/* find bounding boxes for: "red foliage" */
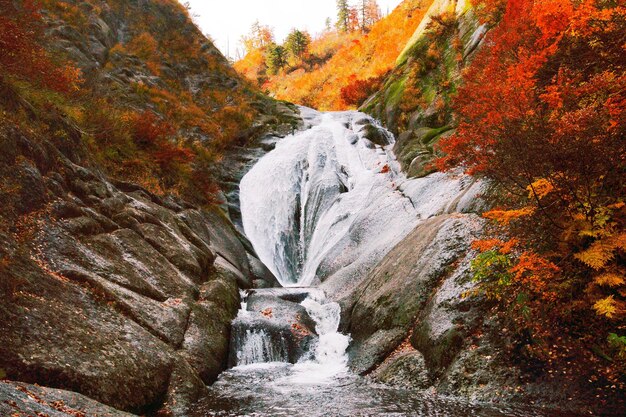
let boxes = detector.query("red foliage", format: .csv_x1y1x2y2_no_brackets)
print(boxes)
436,0,625,214
129,111,175,149
0,0,81,92
152,142,194,169
340,74,386,107
437,0,626,389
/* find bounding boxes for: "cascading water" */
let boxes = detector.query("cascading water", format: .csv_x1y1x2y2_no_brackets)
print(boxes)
230,290,291,365
229,287,350,383
240,108,483,290
192,108,569,417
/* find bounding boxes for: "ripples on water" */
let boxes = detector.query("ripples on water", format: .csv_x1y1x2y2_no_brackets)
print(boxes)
191,363,571,417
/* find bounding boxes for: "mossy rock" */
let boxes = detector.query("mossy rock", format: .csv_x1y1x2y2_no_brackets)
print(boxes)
394,126,453,177
362,124,390,147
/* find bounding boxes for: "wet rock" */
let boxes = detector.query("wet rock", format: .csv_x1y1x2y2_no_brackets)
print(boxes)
247,293,317,333
0,130,259,415
0,252,175,412
180,207,252,278
215,256,251,289
160,360,209,417
14,161,47,215
182,270,240,383
347,328,406,374
247,253,280,288
0,381,135,417
372,351,431,389
52,200,85,219
135,222,205,281
360,123,390,147
346,214,483,375
229,292,318,366
62,215,105,235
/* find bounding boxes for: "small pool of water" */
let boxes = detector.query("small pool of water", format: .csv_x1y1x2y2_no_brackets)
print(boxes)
190,363,569,417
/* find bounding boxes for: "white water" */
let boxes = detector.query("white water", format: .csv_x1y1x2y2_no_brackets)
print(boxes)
197,110,562,417
240,107,483,289
289,291,350,383
231,288,350,383
231,290,291,366
236,329,289,366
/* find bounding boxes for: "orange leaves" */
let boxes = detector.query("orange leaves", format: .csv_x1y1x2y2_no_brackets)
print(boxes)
127,32,159,61
527,178,555,200
531,0,574,47
594,272,626,289
240,0,430,110
437,0,625,380
472,238,518,254
483,207,535,224
510,251,559,298
472,239,505,252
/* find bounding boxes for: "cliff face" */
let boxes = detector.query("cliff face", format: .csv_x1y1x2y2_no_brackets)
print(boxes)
34,0,299,206
362,0,486,178
0,1,288,415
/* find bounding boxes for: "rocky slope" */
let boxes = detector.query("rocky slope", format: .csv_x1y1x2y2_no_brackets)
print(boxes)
0,120,280,415
0,0,292,415
343,213,597,411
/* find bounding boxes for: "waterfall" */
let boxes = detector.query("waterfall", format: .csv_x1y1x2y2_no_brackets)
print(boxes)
240,108,482,289
229,288,350,381
234,329,290,366
289,293,350,383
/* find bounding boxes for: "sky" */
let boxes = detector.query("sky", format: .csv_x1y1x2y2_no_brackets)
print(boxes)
183,0,404,60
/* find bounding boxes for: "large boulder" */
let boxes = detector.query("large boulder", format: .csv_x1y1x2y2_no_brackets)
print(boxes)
345,214,483,375
372,351,431,389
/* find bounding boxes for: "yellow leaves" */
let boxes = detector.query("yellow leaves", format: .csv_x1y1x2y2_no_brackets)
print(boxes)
527,178,554,200
594,272,625,288
593,296,622,319
575,240,616,270
575,233,625,270
483,207,535,224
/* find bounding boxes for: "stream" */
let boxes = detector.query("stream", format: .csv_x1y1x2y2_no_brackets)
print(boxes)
192,109,572,416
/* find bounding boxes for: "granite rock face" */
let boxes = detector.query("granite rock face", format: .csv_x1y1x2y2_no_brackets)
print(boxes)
0,126,274,415
345,214,484,376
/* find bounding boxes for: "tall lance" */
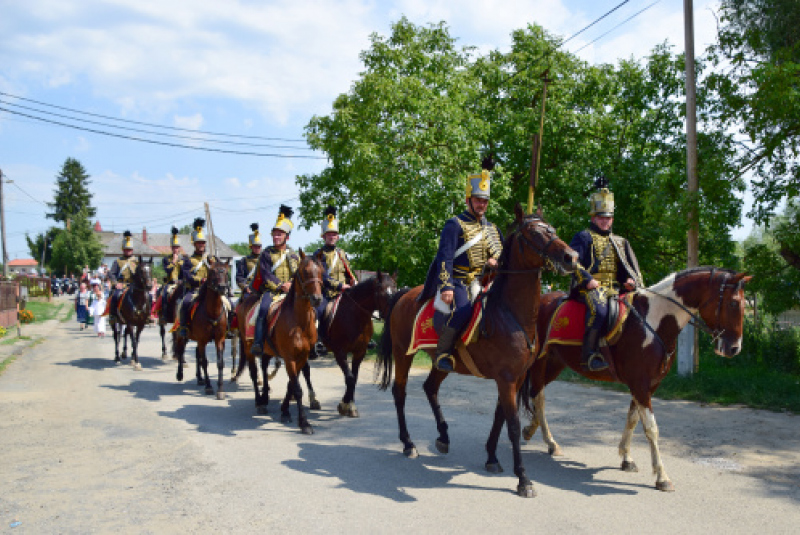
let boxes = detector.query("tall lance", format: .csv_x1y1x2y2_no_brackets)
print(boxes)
528,70,552,214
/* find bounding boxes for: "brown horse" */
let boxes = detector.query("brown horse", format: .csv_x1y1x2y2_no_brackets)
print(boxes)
173,260,231,400
521,266,752,491
157,279,186,360
377,205,578,497
234,251,324,434
110,257,153,370
294,270,398,417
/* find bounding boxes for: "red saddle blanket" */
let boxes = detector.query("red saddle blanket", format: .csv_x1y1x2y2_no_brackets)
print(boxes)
244,296,286,341
407,297,483,355
539,293,634,358
101,288,128,317
152,294,162,315
170,301,201,333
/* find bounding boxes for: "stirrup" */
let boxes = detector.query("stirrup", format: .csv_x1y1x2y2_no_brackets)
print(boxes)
434,353,455,373
586,353,608,372
250,341,264,357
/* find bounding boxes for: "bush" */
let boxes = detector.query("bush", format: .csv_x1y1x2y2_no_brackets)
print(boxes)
18,309,35,324
0,326,6,338
704,317,800,374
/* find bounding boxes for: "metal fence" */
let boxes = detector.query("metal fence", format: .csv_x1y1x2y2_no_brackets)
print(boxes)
16,276,51,300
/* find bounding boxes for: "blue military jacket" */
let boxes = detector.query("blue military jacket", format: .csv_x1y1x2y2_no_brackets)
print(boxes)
235,253,260,290
419,210,503,302
162,254,184,284
569,224,643,298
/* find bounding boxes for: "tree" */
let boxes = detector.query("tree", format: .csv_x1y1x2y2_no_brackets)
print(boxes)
50,210,103,277
228,242,250,256
708,0,800,224
46,158,96,225
26,227,61,268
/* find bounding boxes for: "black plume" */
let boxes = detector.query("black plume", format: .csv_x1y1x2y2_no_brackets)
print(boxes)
278,205,294,219
193,217,205,230
123,230,132,237
324,206,337,218
171,226,179,235
481,154,496,171
250,223,259,232
594,174,610,190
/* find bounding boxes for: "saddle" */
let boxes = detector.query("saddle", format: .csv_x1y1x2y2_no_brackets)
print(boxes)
244,293,287,340
101,288,128,317
319,294,343,334
538,293,634,360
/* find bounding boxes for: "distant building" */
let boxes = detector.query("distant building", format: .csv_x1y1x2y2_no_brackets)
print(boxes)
8,258,39,275
93,223,239,268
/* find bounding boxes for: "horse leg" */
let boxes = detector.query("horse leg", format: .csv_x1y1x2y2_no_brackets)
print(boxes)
215,335,226,400
160,324,168,360
280,379,293,423
635,401,675,491
301,362,321,410
293,374,313,435
199,345,213,395
230,331,238,381
249,357,267,414
423,370,450,454
260,357,271,408
131,325,143,371
530,391,562,456
619,399,641,472
113,322,121,363
485,401,506,473
498,379,536,498
337,350,362,417
121,326,128,359
174,335,187,381
390,354,417,458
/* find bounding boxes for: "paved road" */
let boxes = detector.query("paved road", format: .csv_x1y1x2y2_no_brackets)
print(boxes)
1,307,799,533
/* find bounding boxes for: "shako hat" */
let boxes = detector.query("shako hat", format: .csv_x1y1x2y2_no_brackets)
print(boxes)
122,230,133,250
170,226,181,247
321,206,339,236
273,205,294,234
248,223,262,246
466,155,494,200
191,218,207,243
589,175,615,217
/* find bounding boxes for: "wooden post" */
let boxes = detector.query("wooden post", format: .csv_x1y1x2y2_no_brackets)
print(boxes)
528,70,551,214
204,202,217,258
0,169,8,278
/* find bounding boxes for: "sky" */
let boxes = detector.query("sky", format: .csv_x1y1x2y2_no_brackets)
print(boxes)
0,0,735,265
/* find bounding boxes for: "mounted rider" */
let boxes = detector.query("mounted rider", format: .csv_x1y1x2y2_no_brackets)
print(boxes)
235,223,263,294
419,158,503,372
107,230,139,323
311,206,357,356
569,175,644,372
249,205,301,357
176,218,219,337
158,226,185,320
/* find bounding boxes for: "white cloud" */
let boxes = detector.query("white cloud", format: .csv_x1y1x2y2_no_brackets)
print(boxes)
225,177,241,188
74,136,91,152
173,113,204,130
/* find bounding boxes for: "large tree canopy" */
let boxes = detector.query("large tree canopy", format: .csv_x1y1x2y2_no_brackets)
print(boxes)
46,157,96,224
49,209,103,277
299,20,744,286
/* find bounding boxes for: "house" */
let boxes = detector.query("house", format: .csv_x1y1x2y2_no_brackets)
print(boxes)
8,258,39,275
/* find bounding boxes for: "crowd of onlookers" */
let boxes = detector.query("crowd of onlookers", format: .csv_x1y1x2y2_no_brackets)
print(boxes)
72,264,113,338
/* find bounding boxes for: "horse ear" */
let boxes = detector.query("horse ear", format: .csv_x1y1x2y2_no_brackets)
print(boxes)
734,273,753,285
392,270,398,282
299,249,306,260
536,204,544,218
514,202,525,223
376,270,383,281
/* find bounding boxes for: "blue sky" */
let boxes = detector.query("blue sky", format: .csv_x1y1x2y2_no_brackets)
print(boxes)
0,0,732,263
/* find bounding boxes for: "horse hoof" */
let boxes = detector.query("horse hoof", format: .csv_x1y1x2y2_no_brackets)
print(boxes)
197,378,204,386
348,407,359,418
656,480,675,492
256,405,268,415
204,386,214,395
216,392,225,401
517,482,537,498
403,447,419,459
301,425,314,435
549,445,564,457
177,371,184,381
621,460,638,472
435,439,449,455
133,363,142,371
522,425,537,442
310,400,321,411
337,402,347,416
485,462,504,474
230,376,238,384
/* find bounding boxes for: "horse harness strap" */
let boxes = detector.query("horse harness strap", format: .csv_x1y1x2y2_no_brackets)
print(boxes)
627,304,673,374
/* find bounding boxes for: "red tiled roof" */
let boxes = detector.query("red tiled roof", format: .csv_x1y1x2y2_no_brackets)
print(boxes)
9,259,38,266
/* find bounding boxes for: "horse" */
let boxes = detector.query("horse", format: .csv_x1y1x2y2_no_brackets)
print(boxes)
521,266,752,492
173,260,231,400
110,257,153,370
157,279,186,360
234,251,324,434
377,205,578,498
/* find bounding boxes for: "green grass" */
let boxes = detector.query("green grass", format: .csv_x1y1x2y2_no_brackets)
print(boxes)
24,300,66,322
0,335,32,346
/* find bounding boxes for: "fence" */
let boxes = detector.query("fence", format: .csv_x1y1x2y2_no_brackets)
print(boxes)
0,280,19,328
16,276,51,300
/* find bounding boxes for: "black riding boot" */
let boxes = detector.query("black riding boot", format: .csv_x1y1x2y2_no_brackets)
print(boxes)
177,305,190,338
581,327,607,372
434,326,459,373
251,310,266,357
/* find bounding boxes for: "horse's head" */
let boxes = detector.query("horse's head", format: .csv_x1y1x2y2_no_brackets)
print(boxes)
371,271,398,320
132,256,153,289
511,204,578,274
295,249,324,308
695,270,752,357
208,260,231,295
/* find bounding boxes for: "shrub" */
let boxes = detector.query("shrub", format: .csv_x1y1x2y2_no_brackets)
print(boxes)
18,309,35,324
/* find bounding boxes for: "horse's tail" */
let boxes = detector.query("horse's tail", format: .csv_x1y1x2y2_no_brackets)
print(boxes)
377,287,411,391
517,365,534,416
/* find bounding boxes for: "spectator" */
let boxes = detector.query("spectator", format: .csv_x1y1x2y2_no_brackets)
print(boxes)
90,283,107,338
75,282,91,330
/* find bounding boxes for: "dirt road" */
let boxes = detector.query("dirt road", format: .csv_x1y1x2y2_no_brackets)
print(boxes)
1,307,799,533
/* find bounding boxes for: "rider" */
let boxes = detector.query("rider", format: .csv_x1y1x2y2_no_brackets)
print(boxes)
249,205,301,357
157,226,185,320
235,223,263,294
569,175,643,372
418,158,503,372
176,218,219,337
311,206,357,357
107,230,139,324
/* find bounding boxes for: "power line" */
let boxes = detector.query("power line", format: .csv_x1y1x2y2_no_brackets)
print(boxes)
571,1,662,55
8,180,49,207
0,107,327,159
0,98,316,151
0,90,307,143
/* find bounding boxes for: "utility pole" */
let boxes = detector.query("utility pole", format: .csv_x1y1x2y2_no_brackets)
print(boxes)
678,0,700,376
204,202,217,258
528,70,552,214
0,168,8,278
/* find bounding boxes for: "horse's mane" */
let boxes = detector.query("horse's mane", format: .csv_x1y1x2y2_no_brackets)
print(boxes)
344,275,374,303
647,266,738,294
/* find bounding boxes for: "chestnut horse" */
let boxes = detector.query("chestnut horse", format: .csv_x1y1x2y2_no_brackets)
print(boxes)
110,257,153,370
234,251,324,434
173,260,231,400
377,205,578,498
521,266,752,491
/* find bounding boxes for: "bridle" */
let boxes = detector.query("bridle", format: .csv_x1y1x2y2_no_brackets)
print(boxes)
207,265,229,295
495,217,560,276
295,265,323,301
342,278,394,321
125,263,152,318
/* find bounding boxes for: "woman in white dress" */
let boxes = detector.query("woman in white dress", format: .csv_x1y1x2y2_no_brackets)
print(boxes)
91,284,107,337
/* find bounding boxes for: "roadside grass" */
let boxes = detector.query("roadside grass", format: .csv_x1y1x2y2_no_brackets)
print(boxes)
24,299,67,323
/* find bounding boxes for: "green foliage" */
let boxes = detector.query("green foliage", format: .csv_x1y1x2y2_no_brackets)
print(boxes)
708,0,800,224
25,227,60,268
228,242,251,256
46,158,96,224
50,210,103,277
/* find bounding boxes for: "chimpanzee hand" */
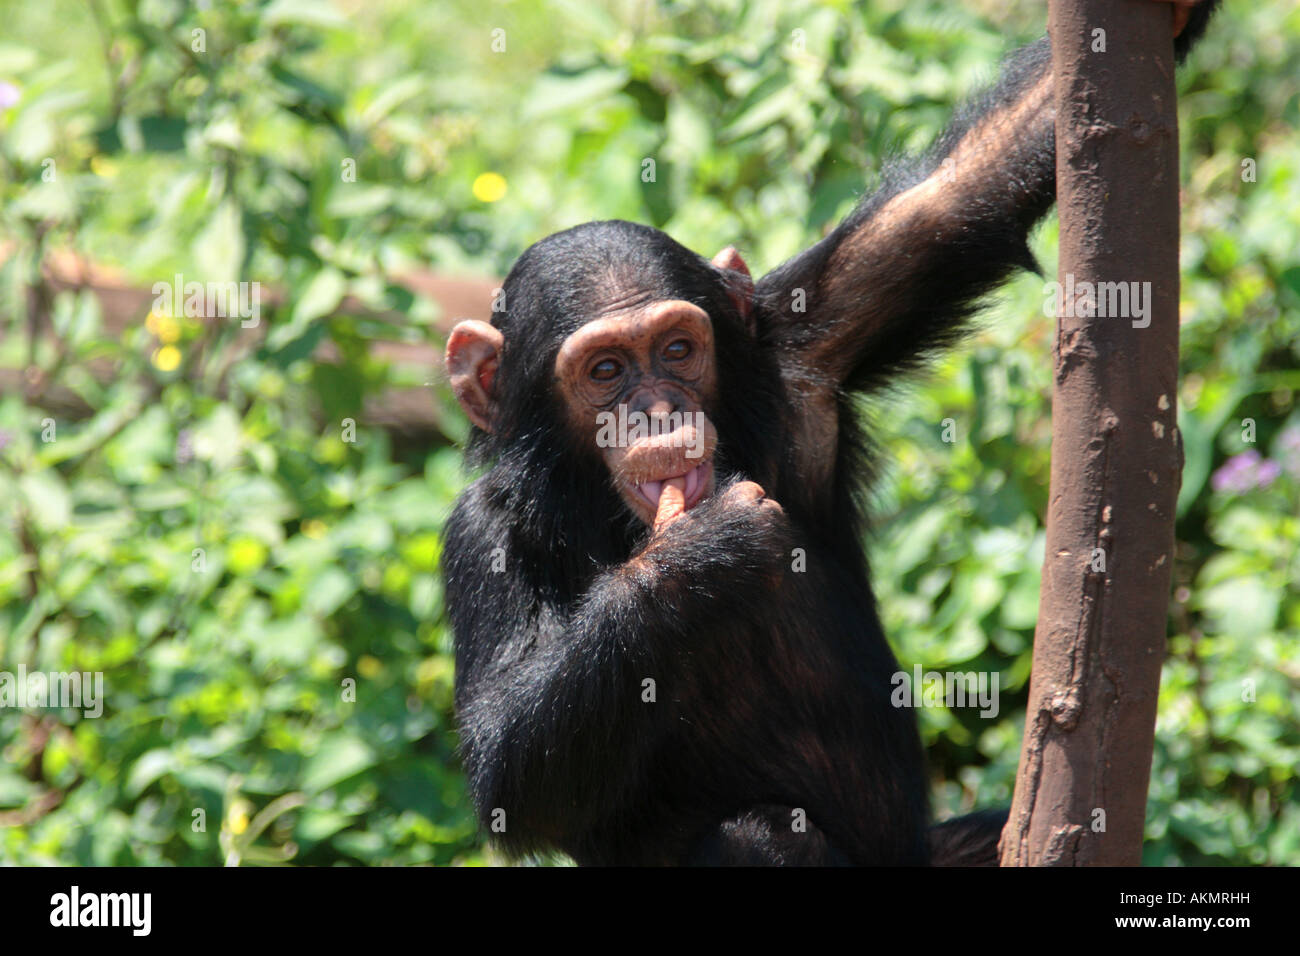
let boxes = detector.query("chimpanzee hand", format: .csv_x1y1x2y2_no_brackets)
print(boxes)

---*---

Each line in the records above with "blue" must be returned.

/* find bounding boxes for: "blue military jacket" */
let boxes = detector.query("blue military jacket", format: .csv_x1y1x2y2_no_brackets)
/* find bounding boxes for: "blue sky" */
let boxes = detector.query("blue sky", format: .csv_x1y1x2y2_no_brackets)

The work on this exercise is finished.